Extend the passage on diagnosing HAE, starting right after its final sentence.

PASSAGE TO READ:
#####

The diagnosis of HAE should be considered in individuals presenting with recurrent episodes of swelling, particularly if the swelling is not responsive to antihistamines or steroid therapy. The diagnosis should also be considered if swelling episodes are not associated with hives. Published guidelines for the diagnosis of HAE are available.7

The differential diagnosis of HAE includes the following:

  • Immediate hypersensitivity (immunoglobulin E–mediated) reactions;
  • Urticaria/angioedema syndromes (including idiopathic angioedema);
  • ACE inhibitor–induced angioedema; and
  • Acquired angioedema syndromes associated with underlying malignant or rheumatologic disease.

Unlike HAE, the main mediator of angioedema in the setting of hypersensitivity reactions or urticaria/angioedema syndromes is histamine, not bradykinin. Bradykinin is responsible for recurrent episodes of swelling seen in HAE and in acquired angioedema and ACE inhibitor–induced angioedema syndromes.

#####

Saved data entries:
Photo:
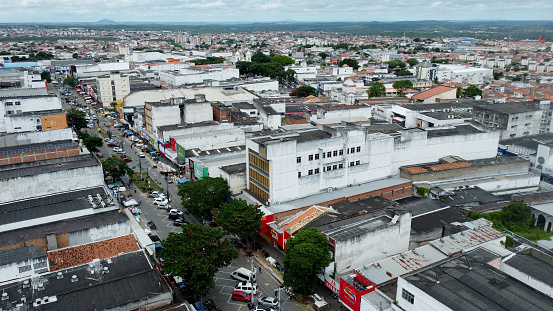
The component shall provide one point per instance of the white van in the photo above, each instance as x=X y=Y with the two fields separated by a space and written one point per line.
x=247 y=287
x=243 y=274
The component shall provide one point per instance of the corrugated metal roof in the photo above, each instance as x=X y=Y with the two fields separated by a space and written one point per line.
x=390 y=268
x=466 y=239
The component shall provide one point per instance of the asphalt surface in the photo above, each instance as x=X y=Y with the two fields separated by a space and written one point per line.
x=267 y=280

#####

EXERCISE RESULT:
Laboratory Studies

Defects in C1 inhibitor lead to unregulated breakdown of the complement cascade including low levels of C4, C1 inhibitor, and/or C1 inhibitor function, seen at baseline and during an acute attack. Rarely, C4 levels remain normal at baseline but decrease in the setting of an acute attack. Acquired angioedema syndromes related to underlying proliferative disorders are often associated with low levels of C1q, as shown in (Table 1). In HAE with normal C1 inhibitor, levels are normal at baseline and during attacks. Gene mutation analysis of factor XII (Hageman factor) may establish the diagnosis; however, an unremarkable result does not exclude HAE with normal C1 inhibitor. There are no laboratory tests that can confirm HAE with normal C1 inhibitor or ACE inhibitor–induced angioedema (Figure 2).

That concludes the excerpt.